Supplied records
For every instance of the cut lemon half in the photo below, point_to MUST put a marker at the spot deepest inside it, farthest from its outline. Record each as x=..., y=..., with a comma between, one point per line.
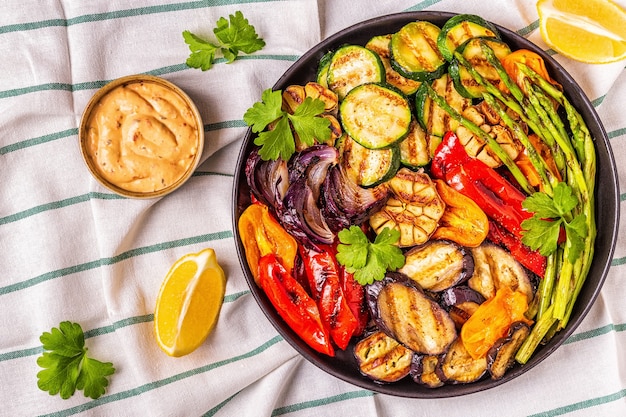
x=591, y=31
x=189, y=302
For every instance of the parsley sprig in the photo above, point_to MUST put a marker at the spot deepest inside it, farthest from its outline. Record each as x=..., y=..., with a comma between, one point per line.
x=543, y=229
x=67, y=366
x=366, y=260
x=234, y=35
x=279, y=141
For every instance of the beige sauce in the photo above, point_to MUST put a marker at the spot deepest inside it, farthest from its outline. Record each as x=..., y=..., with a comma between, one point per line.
x=142, y=136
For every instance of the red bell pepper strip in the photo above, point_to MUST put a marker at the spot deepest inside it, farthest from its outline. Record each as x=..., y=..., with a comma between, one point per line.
x=323, y=272
x=496, y=196
x=531, y=259
x=293, y=304
x=355, y=296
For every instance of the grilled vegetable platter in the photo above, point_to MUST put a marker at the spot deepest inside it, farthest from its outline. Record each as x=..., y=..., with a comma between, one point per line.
x=417, y=204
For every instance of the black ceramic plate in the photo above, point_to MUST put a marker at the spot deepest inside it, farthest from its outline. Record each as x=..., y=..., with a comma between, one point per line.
x=343, y=365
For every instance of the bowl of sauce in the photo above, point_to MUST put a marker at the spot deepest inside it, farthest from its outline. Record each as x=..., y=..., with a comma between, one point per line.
x=141, y=136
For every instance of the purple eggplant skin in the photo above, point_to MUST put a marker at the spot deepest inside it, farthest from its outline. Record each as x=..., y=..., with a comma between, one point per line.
x=501, y=356
x=458, y=366
x=424, y=370
x=459, y=295
x=406, y=313
x=438, y=265
x=382, y=359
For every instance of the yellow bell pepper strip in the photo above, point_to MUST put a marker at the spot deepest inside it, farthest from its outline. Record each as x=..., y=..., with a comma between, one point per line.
x=293, y=304
x=262, y=234
x=492, y=320
x=531, y=60
x=463, y=221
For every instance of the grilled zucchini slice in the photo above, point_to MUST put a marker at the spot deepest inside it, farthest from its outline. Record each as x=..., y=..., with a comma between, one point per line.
x=414, y=51
x=375, y=116
x=380, y=45
x=435, y=120
x=369, y=167
x=473, y=53
x=353, y=65
x=458, y=29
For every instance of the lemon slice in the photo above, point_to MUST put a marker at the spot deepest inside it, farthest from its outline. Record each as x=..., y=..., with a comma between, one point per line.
x=591, y=31
x=189, y=302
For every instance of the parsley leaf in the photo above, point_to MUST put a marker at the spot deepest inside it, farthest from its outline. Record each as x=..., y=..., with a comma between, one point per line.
x=67, y=366
x=369, y=261
x=234, y=36
x=279, y=140
x=541, y=231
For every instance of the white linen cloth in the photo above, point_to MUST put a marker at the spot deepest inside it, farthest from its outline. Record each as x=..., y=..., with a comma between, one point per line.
x=71, y=250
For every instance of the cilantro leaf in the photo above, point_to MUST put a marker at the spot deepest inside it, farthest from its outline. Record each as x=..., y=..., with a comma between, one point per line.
x=264, y=112
x=279, y=140
x=234, y=35
x=541, y=235
x=238, y=36
x=366, y=260
x=542, y=231
x=66, y=366
x=202, y=52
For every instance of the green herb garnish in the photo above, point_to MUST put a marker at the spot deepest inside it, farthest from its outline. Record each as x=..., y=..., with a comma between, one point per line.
x=366, y=260
x=67, y=366
x=279, y=141
x=541, y=232
x=234, y=36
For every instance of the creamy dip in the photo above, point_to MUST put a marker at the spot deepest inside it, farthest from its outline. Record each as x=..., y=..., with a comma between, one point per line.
x=142, y=136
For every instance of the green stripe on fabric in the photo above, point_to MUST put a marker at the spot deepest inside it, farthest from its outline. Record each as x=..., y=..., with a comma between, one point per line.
x=130, y=321
x=57, y=205
x=115, y=259
x=162, y=382
x=38, y=140
x=218, y=407
x=422, y=5
x=618, y=261
x=322, y=402
x=92, y=85
x=582, y=405
x=119, y=14
x=525, y=31
x=616, y=133
x=596, y=332
x=598, y=101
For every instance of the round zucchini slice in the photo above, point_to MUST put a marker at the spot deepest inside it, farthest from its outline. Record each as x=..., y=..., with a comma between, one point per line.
x=380, y=45
x=369, y=167
x=375, y=116
x=351, y=66
x=473, y=54
x=414, y=51
x=458, y=29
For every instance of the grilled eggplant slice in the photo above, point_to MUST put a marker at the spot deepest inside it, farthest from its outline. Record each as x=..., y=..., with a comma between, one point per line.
x=403, y=311
x=461, y=302
x=382, y=358
x=495, y=267
x=424, y=370
x=438, y=265
x=501, y=356
x=458, y=366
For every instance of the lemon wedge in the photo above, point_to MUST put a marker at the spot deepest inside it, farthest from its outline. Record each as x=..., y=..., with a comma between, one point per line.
x=189, y=302
x=591, y=31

Objective
Recast the lines between the one holding "For every instance of the black" and the one holding "x=343, y=365", inclusive, as a JSON list of strings with one string per line and blank lines left out.

Task solution
[
  "For every instance of the black ceramic plate in the photo above, point_to MUST put a marker at the spot deepest inside it, farthest from its outline. Record each as x=..., y=..., with a comma between, one point per line.",
  "x=343, y=365"
]